━━ Dataset extract
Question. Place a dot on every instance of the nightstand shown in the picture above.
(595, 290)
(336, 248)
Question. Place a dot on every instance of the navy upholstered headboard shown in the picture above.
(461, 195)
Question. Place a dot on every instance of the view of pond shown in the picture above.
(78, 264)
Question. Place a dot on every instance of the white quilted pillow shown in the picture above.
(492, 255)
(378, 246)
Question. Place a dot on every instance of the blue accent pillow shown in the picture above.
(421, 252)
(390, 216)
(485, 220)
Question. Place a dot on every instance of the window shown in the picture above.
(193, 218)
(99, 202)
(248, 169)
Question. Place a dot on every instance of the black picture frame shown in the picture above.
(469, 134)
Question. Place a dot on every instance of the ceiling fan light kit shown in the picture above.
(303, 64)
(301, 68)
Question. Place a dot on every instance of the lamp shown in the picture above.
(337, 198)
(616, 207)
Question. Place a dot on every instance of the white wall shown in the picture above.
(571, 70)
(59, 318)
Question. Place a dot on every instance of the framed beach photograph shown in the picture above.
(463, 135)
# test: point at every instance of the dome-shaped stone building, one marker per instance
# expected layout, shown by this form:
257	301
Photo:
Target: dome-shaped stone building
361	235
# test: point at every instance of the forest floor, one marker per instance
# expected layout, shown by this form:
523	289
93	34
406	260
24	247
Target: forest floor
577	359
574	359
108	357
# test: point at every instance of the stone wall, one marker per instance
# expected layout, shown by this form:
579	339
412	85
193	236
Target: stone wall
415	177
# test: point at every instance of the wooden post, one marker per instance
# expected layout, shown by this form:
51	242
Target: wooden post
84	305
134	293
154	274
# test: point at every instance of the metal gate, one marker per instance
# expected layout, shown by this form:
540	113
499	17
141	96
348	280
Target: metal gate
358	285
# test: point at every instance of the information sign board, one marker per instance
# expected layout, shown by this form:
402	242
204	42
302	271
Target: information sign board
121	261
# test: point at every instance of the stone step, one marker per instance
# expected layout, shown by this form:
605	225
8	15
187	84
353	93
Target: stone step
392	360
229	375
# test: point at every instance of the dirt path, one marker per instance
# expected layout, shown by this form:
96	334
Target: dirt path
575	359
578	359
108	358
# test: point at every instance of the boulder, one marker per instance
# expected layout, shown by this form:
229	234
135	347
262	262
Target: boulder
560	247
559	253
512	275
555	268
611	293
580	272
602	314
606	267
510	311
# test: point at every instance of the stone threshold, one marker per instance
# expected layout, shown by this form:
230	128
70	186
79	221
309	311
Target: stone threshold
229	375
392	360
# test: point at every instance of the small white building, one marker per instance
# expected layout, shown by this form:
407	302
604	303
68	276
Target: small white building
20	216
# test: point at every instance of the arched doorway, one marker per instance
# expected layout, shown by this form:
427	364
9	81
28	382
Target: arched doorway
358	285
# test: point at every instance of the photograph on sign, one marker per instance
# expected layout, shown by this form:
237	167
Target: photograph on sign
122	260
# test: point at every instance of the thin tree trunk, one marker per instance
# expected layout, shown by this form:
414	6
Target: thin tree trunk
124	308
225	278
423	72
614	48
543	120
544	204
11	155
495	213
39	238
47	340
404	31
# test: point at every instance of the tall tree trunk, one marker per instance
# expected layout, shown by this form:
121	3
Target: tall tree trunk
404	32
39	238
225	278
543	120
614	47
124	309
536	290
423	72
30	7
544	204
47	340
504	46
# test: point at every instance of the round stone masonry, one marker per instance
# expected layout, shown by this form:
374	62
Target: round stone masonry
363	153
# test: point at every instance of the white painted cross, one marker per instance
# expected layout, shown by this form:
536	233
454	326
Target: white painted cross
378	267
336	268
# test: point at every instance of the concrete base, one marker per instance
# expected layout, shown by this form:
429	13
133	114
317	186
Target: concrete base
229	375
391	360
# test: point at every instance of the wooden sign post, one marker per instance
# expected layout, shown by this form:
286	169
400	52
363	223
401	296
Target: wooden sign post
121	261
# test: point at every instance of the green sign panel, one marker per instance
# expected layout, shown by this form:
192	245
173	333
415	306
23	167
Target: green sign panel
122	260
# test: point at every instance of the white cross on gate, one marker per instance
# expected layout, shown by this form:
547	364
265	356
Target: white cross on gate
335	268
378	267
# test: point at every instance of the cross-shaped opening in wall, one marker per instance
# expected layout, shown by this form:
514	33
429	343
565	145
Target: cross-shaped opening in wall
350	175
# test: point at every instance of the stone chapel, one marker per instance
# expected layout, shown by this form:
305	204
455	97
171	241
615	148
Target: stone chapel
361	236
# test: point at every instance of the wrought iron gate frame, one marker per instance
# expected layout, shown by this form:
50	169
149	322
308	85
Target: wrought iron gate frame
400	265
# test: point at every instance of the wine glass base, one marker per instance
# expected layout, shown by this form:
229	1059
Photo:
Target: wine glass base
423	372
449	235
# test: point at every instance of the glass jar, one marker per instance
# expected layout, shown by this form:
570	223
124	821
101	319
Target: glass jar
━━━━
What you are asked to do
Write out the entries above word for word.

Written reply
Question. Place a dot on every instance of the nightstand shown in the picture above.
(595, 290)
(336, 248)
Question. Place a dot on every instance of the navy upholstered headboard shown in the picture above.
(461, 195)
Question. Place a dot on every instance of the view of pond shown in the picture above.
(78, 264)
Question. Place a dot on every instance of the white quilted pillow shown in the picture above.
(492, 255)
(378, 246)
Question. Place a dot on every instance of the blue accent pillow shown in the picture above.
(421, 252)
(390, 216)
(485, 220)
Question. Place a dot on every instance of the window shown in the picture above.
(193, 218)
(99, 202)
(248, 169)
Question. Place a dot on every instance of the black picture frame shown in the picture above.
(469, 134)
Question. Place a dot on every instance of the ceiling fan light kit shown in the picture above.
(303, 64)
(301, 68)
Question. Place a dot on every instance of the lamp shown in the picture above.
(337, 198)
(616, 207)
Question. Place a dot on every instance of the white wall shown in the picture above.
(571, 70)
(59, 318)
Question. Place a dot on every instance of the framed beach photograph shown in the picture above.
(463, 135)
# test: point at every instance of the dome-shaped stone building, one marker per instance
# expected layout, shown by this form:
257	301
Photo:
Target: dome-shaped stone building
361	235
# test: point at every instance of the forest floor, one marker per instance
# expected layout, shown by this form:
523	289
93	34
406	260
24	247
Target: forest floor
577	359
574	359
108	357
# test: point at every instance of the stone wall, one marker per instance
# expected layout, shown by this form:
579	339
412	85
193	236
Target: stone wall
415	177
# test: point at every instance of the wooden post, one marker per instance
# expected layout, shown by this form:
51	242
Target: wooden post
84	305
134	293
154	274
# test: point at every instance of the metal gate, one marker per instance
# expected layout, shown by this form:
540	113
499	17
141	96
348	280
Target: metal gate
358	285
# test: point at every instance of the information sign board, one marker per instance
# expected layout, shown by this form:
402	242
204	42
302	271
Target: information sign board
121	261
# test: point at every instance of the stone step, one marker per instance
# expected layout, shown by this form:
605	225
8	15
187	84
353	93
Target: stone step
392	360
229	375
# test: point at every instance of the dirt path, one marker per instance
# expected layout, shown by this form:
96	334
Target: dirt path
575	359
578	359
108	358
# test: point at every instance of the boulder, one marker per instance
# expected layout, shown by this form:
229	234
135	347
262	262
Target: boulder
560	247
559	253
512	275
555	268
611	293
580	272
602	314
606	267
510	311
# test: point at every instance of the stone threshold, one marker per instance
# expected layout, shown by this form:
230	128
70	186
79	221
309	311
Target: stone threshold
229	375
392	360
# test: point at every instance of the small white building, one marker per instance
# expected layout, shown by this form:
407	302
604	303
68	276
Target: small white building
20	216
# test: point at every instance of the arched doorway, one marker per instance
# expected layout, shown by this form:
427	364
9	81
28	382
Target: arched doorway
358	285
# test: point at every instance of the photograph on sign, one marker per instance
# expected layout, shown by this form:
237	167
Target: photograph on sign
122	260
# test: point at every instance of the thin tree trunk, one marker per instance
# expected layout, shown by this form:
414	6
Target: thin tree trunk
124	308
225	278
423	72
614	48
543	120
544	204
11	155
495	213
39	238
47	340
404	31
# test: point at every instance of the tall tree trunk, one marker per instance
# expected layout, shown by this form:
121	3
Target: tall tree trunk
404	32
39	238
225	278
543	120
614	47
124	309
536	290
423	72
30	7
544	204
47	340
504	46
# test: point at every instance of the round stone masonry, one marker per instance
# expected layout, shown by this form:
374	62
Target: round stone masonry
363	153
# test: point at every instance of the white painted cross, one marker per instance
# expected layout, shown by this form:
536	233
454	326
Target: white painted cross
378	267
336	268
# test: point at every instance of the concrete base, one marker per instance
# expected layout, shown by this form:
429	13
133	114
317	186
Target: concrete base
229	375
391	360
# test: point at every instance of the wooden sign post, one marker per instance
# expected layout, shown by this form:
286	169
400	52
363	223
401	296
Target: wooden sign post
121	261
# test: point at every instance of the green sign panel, one marker per instance
# expected layout, shown by this form:
192	245
173	333
415	306
23	167
Target: green sign panel
122	260
# test: point at every instance of the white cross on gate, one marker per instance
# expected layout, shown by this form:
547	364
265	356
Target: white cross on gate
335	268
378	267
# test: point at every instance of the cross-shaped opening in wall, one marker per instance
# expected layout, shown by this form:
514	33
429	343
565	145
Target: cross-shaped opening in wall
350	175
# test: point at every instance of the stone chapel, one marker per instance
# expected layout, shown by this form:
305	204
455	97
171	241
615	148
Target: stone chapel
361	236
# test: point at every instance of the wrought iron gate frame, one marker per instance
# expected layout, shown by this form:
50	169
149	322
308	85
Target: wrought iron gate frame
400	265
# test: point at every instance of the wine glass base, one marker per instance
# expected layout, shown by this form:
229	1059
Photo:
Target: wine glass base
423	372
449	235
# test: point at every instance of the glass jar, one marker per instance
# expected layout, shown by this form:
570	223
124	821
101	319
Target: glass jar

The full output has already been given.